Fr. Cornelius Scully was parish priest of Ballyclough, Kilbrin from 1830 until his death on 28th January, 1857 in his 60th year and 34th of his ministry. During that time the present churches in Kilbrin and Ballyclough were built, in 1832 and 1850 respectively. He is buried in Kilbrin church.
Cornelius Scully was born in the parish of Ardfield, diocese of Ross, in West Cork. His parents were Patrick Scully and Catherine nee Daly. Patrick (Padraig óg) was an active member of the United Irishmen and took part in the Battle Of The Big Cross (Shannonvale) near Clonakilty in 1798. His Gaelic poem “Cath Beal Atha Mui ’Shealaigh" is the only eye witness written account of that battle; at least it is reputedly so. Padraig óg Scully had to flee Ireland in the early 1800’s leaving his wife and three young children in the care of his parents Sean Mór and Hanora. He lived in the Boston area until his return from exile in 1814. He died two years later on 22nd April, 1816. Fr.Scully’s mother Catherine outlived him. She didn’t die until 22nd February 1866. We know she lived with him at Ballymacpierse and at Ballyrushion. He had one sister Nellie who died 7th May, 1857 and one brother Michael who died 15th October, 1886.
Nothing is known to this writer of Cornelius’ education. It is known, however, that he was ordained before 1824 for the diocese of Ross. At that time the dioceses of Cloyne & Ross were united.

□ □ □ □ □ □ □

▸ **EXERCISE AIM**
Answer these questions using the passage on Fr. Cornelius Scully:
1. In what year was the present church in Ballyclough built?
2. Where did Padraig óg Scully live while in exile?
3. For which diocese was Cornelius Scully ordained?
The lines that come after this have no connection to the text above.

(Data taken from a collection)

□ □ □ □ □ □ □

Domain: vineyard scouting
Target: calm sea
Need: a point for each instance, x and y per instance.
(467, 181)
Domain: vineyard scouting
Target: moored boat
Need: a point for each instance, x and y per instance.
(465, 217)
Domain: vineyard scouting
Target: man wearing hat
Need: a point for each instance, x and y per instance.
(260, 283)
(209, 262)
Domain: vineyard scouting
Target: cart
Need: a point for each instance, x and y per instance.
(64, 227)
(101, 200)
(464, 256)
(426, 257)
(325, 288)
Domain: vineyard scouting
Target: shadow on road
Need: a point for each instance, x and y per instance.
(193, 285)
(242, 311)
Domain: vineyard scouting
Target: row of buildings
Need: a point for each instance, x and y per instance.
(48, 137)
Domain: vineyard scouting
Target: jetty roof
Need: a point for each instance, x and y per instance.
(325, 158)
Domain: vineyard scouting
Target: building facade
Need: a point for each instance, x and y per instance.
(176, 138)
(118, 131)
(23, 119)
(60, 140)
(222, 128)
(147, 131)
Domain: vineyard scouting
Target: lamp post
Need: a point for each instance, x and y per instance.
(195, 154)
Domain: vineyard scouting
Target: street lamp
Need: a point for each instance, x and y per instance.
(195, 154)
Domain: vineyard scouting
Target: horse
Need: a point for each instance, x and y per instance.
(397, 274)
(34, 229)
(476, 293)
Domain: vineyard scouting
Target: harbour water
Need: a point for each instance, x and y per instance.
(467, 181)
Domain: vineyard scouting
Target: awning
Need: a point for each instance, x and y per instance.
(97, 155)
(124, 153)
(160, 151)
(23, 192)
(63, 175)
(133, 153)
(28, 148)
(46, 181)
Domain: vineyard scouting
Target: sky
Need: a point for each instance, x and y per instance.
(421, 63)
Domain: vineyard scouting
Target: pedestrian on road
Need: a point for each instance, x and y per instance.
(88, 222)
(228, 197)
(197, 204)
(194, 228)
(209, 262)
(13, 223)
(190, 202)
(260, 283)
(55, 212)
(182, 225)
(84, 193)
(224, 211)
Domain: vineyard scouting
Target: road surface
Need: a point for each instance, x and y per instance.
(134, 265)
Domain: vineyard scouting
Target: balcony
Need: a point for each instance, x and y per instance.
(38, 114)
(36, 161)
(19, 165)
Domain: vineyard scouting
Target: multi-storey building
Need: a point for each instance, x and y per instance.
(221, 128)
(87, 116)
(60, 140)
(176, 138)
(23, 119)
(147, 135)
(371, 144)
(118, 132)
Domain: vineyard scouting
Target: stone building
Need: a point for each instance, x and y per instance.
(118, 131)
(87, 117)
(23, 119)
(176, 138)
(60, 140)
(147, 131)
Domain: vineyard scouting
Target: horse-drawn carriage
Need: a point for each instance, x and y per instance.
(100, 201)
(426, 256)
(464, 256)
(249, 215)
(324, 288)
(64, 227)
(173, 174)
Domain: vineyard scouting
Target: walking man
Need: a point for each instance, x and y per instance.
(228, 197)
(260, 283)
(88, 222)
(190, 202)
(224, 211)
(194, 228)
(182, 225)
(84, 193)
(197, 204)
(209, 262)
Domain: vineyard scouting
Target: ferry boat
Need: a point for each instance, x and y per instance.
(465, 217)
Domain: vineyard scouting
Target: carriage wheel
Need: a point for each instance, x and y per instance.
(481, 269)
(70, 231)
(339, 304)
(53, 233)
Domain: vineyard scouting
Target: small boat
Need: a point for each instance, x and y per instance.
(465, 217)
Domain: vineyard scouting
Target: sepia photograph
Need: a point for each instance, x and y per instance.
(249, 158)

□ □ □ □ □ □ □

▸ **OUTPUT FOR THIS EXERCISE**
1. 1850
2. The Boston area
3. The diocese of Ross